### Provided passage:
::::

Some years ago, on New Year’s Eve, Robert and I went down to Big Ben to join the celebrations in London. I have been in large crowds where you shuffle forward with your eyes fixed on the back of the person in front. Or I’ve stood behind tall people, moving my head in the opposite direction whenever they shifted theirs.

This was quite different. We were packed together tightly, standing still. By this time no one was going anywhere. The atmosphere was cheerful. There was a bit of jostling but nothing to worry about. The police presence was benevolent and watchful. No physical distancing to be enforced. No high terrorist alert. We had a good view of Big Ben as midnight struck, but did not see the fireworks – although we heard them. We left soon after. I was just slightly anxious about losing Robert in the throng.

This was so different from the crowds we saw on January 6th 2021 in the storming of the United States Capitol. This was a crowd that had come together for a purpose. They were ideologically motivated, as though this was their destiny to be there, they were ‘fighting’ for a cause. People were dressed and equipped for combat. Emotions were running high. Violence and frustration were in the air. The sounds of angry shouting, aggressive chanting, smashing of windows, banging on doors, even gunshot could be heard. There was nothing attractive about this. The world gazed in disbelief.

::::

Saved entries
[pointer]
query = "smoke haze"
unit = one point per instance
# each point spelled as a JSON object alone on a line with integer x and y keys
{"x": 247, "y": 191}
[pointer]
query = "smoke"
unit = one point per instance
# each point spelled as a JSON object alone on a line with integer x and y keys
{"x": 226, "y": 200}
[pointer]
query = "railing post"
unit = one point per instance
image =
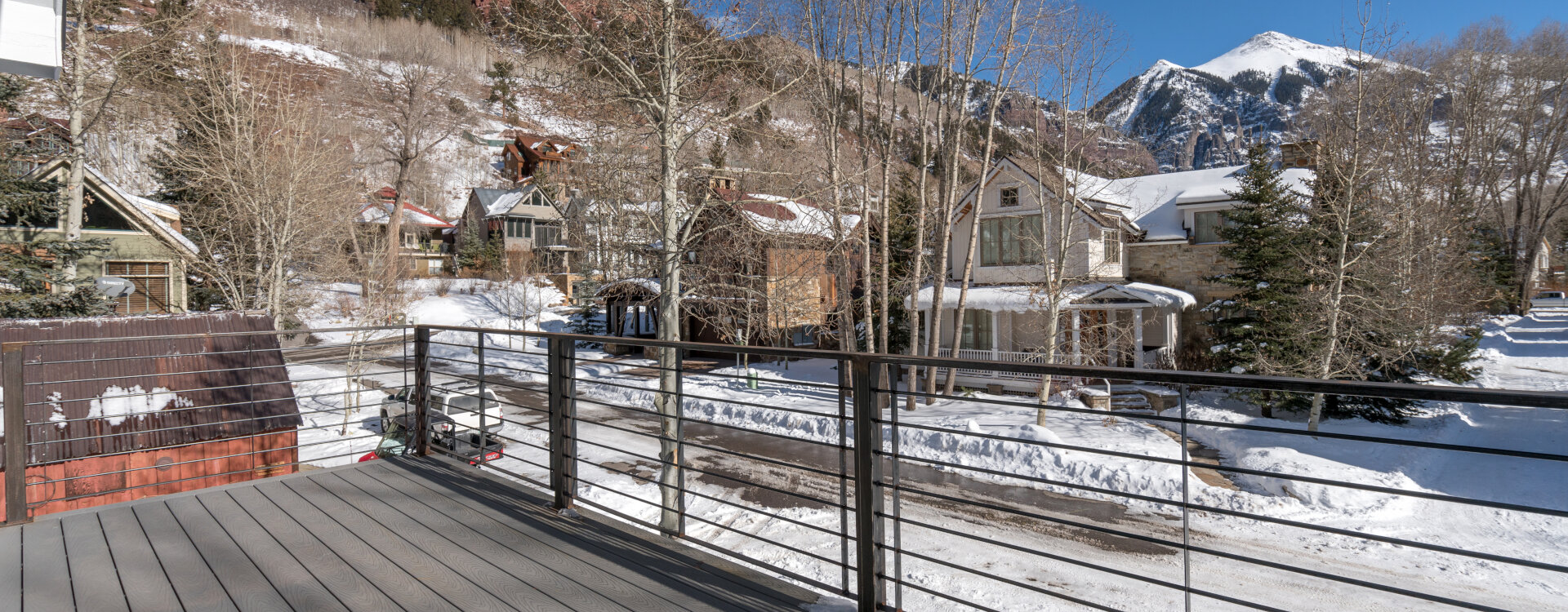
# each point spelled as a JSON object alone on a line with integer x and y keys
{"x": 13, "y": 384}
{"x": 867, "y": 494}
{"x": 482, "y": 436}
{"x": 560, "y": 363}
{"x": 421, "y": 390}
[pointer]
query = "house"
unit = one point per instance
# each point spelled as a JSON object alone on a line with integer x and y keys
{"x": 424, "y": 233}
{"x": 532, "y": 153}
{"x": 761, "y": 274}
{"x": 33, "y": 141}
{"x": 1104, "y": 317}
{"x": 115, "y": 420}
{"x": 530, "y": 229}
{"x": 145, "y": 242}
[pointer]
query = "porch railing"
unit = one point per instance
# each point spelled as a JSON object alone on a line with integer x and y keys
{"x": 875, "y": 517}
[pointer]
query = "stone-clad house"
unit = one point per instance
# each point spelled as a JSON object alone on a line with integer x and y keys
{"x": 1106, "y": 315}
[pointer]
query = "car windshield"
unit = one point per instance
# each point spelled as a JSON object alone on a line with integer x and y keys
{"x": 465, "y": 404}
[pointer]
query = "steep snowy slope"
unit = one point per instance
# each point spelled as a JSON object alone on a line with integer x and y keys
{"x": 1196, "y": 118}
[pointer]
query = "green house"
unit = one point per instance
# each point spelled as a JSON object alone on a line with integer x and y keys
{"x": 145, "y": 242}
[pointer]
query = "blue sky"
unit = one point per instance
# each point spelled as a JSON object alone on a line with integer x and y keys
{"x": 1192, "y": 32}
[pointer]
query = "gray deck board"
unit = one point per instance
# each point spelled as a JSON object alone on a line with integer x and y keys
{"x": 11, "y": 569}
{"x": 87, "y": 553}
{"x": 412, "y": 534}
{"x": 148, "y": 589}
{"x": 46, "y": 576}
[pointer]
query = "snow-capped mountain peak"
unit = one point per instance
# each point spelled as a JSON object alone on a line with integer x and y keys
{"x": 1206, "y": 116}
{"x": 1271, "y": 52}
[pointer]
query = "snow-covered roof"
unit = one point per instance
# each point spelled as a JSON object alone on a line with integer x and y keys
{"x": 1272, "y": 51}
{"x": 1152, "y": 199}
{"x": 1029, "y": 298}
{"x": 157, "y": 215}
{"x": 784, "y": 215}
{"x": 381, "y": 211}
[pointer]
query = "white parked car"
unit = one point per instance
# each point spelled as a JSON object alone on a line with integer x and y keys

::::

### What you will do:
a - Reproduce word for word the stretch of the passage on crowds from "Some years ago, on" through "in the throng.".
b - List the sounds that the passage on crowds says could be heard during the storming of the United States Capitol.

### Solved tasks:
a -
Some years ago, on New Year’s Eve, Robert and I went down to Big Ben to join the celebrations in London. I have been in large crowds where you shuffle forward with your eyes fixed on the back of the person in front. Or I’ve stood behind tall people, moving my head in the opposite direction whenever they shifted theirs.

This was quite different. We were packed together tightly, standing still. By this time no one was going anywhere. The atmosphere was cheerful. There was a bit of jostling but nothing to worry about. The police presence was benevolent and watchful. No physical distancing to be enforced. No high terrorist alert. We had a good view of Big Ben as midnight struck, but did not see the fireworks – although we heard them. We left soon after. I was just slightly anxious about losing Robert in the throng.

b -
angry shouting
aggressive chanting
smashing of windows
banging on doors
gunshot